[Begin]

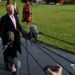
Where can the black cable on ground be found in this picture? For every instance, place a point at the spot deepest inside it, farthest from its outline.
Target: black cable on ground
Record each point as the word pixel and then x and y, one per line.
pixel 56 38
pixel 57 54
pixel 53 59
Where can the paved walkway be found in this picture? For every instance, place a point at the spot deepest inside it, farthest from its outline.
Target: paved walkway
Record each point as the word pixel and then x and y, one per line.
pixel 39 57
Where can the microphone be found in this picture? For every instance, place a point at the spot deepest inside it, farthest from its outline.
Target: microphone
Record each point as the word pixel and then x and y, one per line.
pixel 10 38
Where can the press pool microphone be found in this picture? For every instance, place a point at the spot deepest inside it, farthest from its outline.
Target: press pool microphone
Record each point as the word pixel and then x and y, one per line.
pixel 10 36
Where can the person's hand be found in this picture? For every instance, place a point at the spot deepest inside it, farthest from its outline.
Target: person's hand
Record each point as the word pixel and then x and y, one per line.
pixel 59 72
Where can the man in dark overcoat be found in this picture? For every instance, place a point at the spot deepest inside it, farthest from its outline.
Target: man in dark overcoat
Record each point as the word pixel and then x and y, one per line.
pixel 10 23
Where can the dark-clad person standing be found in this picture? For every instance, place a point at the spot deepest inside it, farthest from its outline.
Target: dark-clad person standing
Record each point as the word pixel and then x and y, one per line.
pixel 10 24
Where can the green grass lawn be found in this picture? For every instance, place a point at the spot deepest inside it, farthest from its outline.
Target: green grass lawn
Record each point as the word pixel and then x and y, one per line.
pixel 54 20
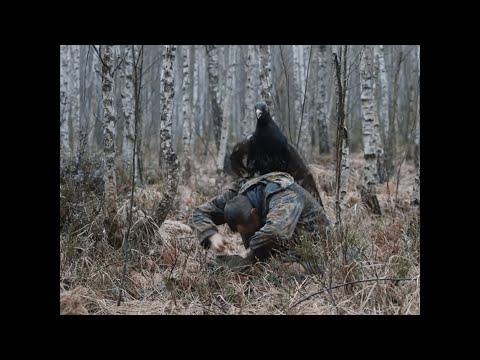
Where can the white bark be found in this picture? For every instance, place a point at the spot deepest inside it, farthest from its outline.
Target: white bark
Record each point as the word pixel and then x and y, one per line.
pixel 128 104
pixel 168 196
pixel 214 91
pixel 416 186
pixel 187 115
pixel 297 85
pixel 109 134
pixel 247 123
pixel 64 102
pixel 380 59
pixel 345 167
pixel 322 104
pixel 227 111
pixel 306 130
pixel 75 95
pixel 372 145
pixel 266 78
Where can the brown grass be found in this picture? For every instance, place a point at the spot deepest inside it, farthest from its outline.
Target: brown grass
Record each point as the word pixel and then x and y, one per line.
pixel 168 272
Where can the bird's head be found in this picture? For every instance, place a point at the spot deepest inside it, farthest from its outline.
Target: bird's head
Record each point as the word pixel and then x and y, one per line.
pixel 261 111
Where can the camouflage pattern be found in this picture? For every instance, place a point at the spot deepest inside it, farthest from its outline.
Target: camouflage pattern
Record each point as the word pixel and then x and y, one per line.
pixel 288 210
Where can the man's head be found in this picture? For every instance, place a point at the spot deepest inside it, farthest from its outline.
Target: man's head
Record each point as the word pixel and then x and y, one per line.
pixel 261 112
pixel 241 216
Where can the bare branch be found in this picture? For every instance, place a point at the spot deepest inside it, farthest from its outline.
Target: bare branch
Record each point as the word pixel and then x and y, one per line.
pixel 345 284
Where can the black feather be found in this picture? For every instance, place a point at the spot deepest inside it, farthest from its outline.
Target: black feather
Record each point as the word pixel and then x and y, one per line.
pixel 268 150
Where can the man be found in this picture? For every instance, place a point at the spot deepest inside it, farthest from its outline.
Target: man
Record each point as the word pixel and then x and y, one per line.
pixel 269 211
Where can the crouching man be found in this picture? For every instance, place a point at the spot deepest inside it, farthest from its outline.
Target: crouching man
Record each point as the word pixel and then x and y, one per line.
pixel 270 212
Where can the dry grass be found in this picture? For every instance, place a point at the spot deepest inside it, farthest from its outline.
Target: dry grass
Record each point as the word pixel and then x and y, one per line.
pixel 168 272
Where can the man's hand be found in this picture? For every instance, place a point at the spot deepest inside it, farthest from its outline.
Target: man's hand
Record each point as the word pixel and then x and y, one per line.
pixel 218 243
pixel 247 253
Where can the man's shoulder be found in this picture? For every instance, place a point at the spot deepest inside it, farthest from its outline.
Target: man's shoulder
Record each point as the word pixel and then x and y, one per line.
pixel 280 180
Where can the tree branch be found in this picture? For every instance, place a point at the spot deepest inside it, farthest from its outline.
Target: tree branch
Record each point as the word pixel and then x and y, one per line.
pixel 345 284
pixel 304 96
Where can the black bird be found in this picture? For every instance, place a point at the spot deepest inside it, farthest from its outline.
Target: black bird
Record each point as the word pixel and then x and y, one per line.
pixel 267 150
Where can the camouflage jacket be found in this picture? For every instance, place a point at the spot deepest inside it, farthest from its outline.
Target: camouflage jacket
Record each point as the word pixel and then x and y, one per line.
pixel 285 208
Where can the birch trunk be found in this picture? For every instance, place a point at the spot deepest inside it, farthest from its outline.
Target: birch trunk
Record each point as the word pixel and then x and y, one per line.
pixel 247 123
pixel 371 139
pixel 305 124
pixel 342 147
pixel 75 96
pixel 227 112
pixel 384 115
pixel 191 69
pixel 187 116
pixel 297 86
pixel 127 107
pixel 266 78
pixel 109 121
pixel 165 203
pixel 137 55
pixel 64 102
pixel 392 128
pixel 322 105
pixel 212 54
pixel 416 186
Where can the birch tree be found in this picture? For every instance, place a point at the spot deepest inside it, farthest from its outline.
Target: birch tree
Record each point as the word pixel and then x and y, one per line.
pixel 64 102
pixel 297 84
pixel 163 207
pixel 187 115
pixel 109 123
pixel 304 130
pixel 212 54
pixel 227 111
pixel 379 54
pixel 266 78
pixel 128 105
pixel 416 186
pixel 342 147
pixel 74 95
pixel 322 104
pixel 371 138
pixel 250 92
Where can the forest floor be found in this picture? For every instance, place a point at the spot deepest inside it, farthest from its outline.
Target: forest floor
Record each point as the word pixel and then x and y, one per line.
pixel 167 271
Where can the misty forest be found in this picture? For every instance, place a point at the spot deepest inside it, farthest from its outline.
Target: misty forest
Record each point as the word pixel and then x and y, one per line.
pixel 146 134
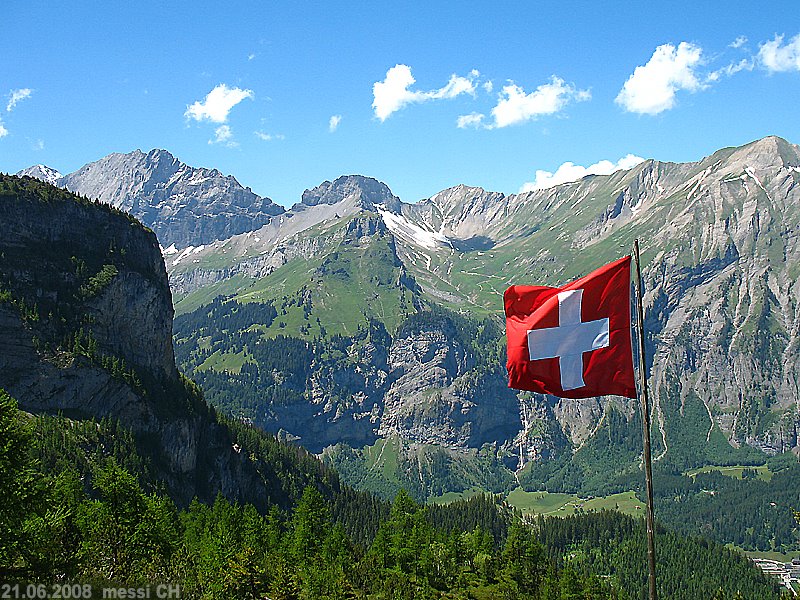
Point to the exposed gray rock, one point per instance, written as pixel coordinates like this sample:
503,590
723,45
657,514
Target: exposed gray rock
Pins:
41,172
184,205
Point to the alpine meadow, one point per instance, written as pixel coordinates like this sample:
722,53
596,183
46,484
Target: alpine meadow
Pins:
546,381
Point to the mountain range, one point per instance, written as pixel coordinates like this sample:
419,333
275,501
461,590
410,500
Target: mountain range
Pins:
370,330
181,204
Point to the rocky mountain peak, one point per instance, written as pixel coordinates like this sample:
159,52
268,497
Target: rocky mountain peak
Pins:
367,192
41,172
184,205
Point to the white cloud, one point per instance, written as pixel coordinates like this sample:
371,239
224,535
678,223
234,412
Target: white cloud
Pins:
470,120
515,106
216,106
17,96
651,88
738,42
745,64
268,137
223,135
393,93
568,172
777,57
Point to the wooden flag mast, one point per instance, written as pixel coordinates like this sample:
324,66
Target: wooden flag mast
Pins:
648,468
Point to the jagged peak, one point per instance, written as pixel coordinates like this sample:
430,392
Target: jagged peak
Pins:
367,191
41,172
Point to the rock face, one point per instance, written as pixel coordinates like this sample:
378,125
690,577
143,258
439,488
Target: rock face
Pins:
721,245
85,330
183,205
42,173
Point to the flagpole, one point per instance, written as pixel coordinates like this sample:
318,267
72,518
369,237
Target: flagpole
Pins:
648,468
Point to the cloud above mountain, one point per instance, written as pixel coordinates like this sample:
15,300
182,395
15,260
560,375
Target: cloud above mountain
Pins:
217,104
569,172
394,92
17,96
515,106
776,56
652,87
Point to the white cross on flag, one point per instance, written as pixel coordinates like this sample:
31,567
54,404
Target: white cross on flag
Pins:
573,341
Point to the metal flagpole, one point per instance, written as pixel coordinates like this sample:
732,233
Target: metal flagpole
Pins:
648,468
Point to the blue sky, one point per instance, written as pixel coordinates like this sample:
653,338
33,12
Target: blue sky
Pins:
422,96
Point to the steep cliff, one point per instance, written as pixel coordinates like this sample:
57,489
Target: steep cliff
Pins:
720,249
85,330
183,205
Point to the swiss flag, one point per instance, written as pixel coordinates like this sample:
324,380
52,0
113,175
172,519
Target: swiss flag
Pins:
573,341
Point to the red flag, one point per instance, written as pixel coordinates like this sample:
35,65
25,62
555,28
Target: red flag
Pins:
573,341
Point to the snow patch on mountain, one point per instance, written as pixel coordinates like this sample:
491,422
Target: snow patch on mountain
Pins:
414,234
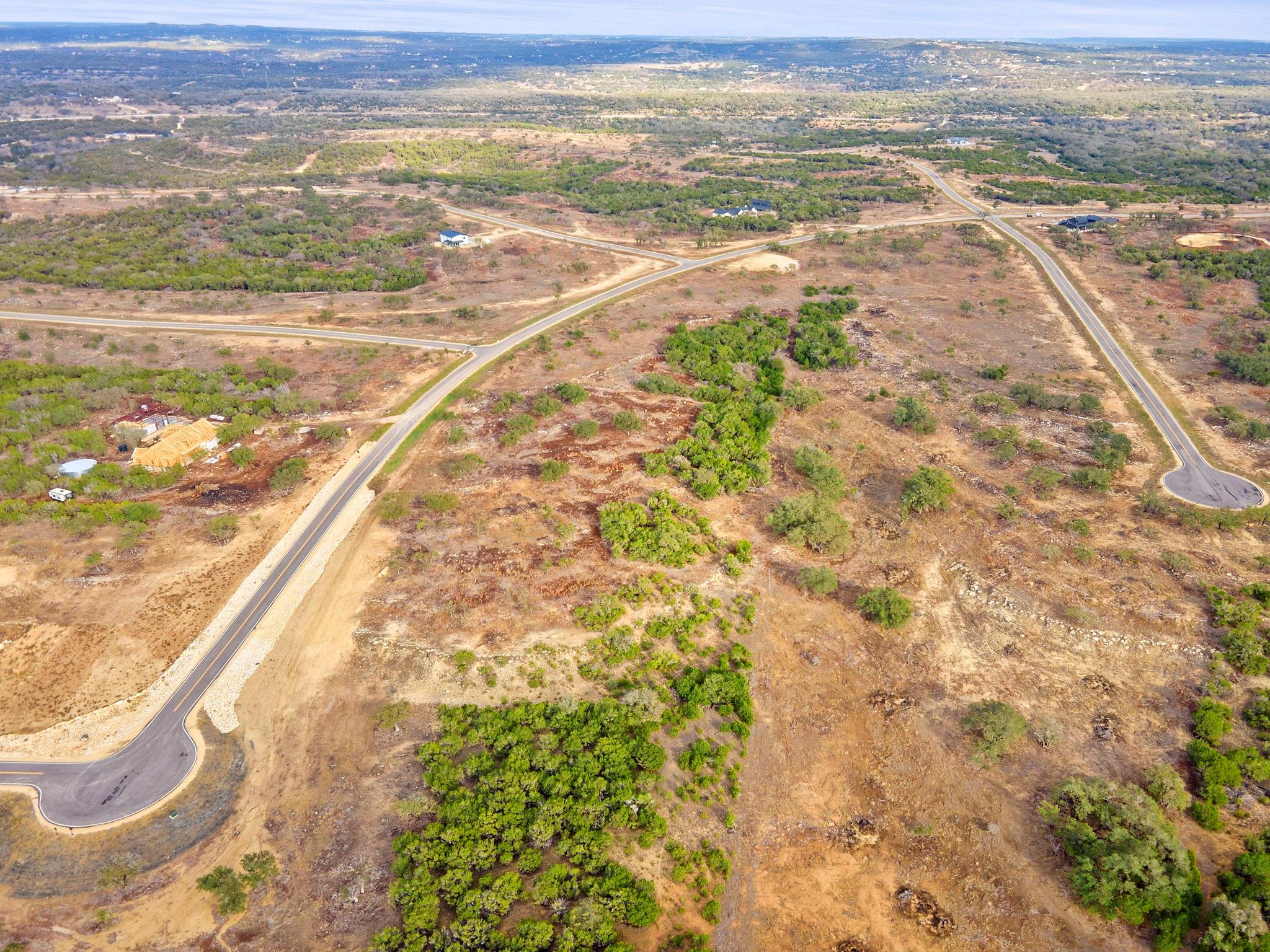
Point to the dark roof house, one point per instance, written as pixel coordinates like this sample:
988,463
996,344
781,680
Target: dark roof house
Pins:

[End]

> [Task description] Can you write out again everything from the line containing "Point to the blue" down to the end of the records, requests included, with every pin coordinate in the answers multiplied by 2.35 and rounded to a whole number, halves rounded up? Leave the sample coordinates in the requests unchanged, and leave the pictures out.

> [Solved exercise]
Point to the blue sky, one point per instance, written as pixel coordinates like this sample:
653,338
33,12
Target: blue sky
Pins:
992,226
Point to the steep cliff, one point per instance, written as pixel coordinates like this sample:
57,489
Target: steep cliff
Pins:
1692,585
200,776
430,482
Point to the swiss flag, one point per instance, written as pixel coordinates like this sample:
324,380
52,0
113,175
172,519
Target: swiss flag
Pins:
1347,801
Point to the red flag, one point per instance, written as pixel coordinates like this sample:
35,65
25,62
555,28
Target: red flag
Pins:
1347,801
Point to the snow patch on mountain, one point per instance, written as pixel coordinates like this sample:
491,422
Target: snow patch on mountain
Pins:
973,550
Point to the dark roof house, one point per instance, written as pixel coordinates like this sample:
988,463
996,344
781,680
Target: dark roof house
Pins:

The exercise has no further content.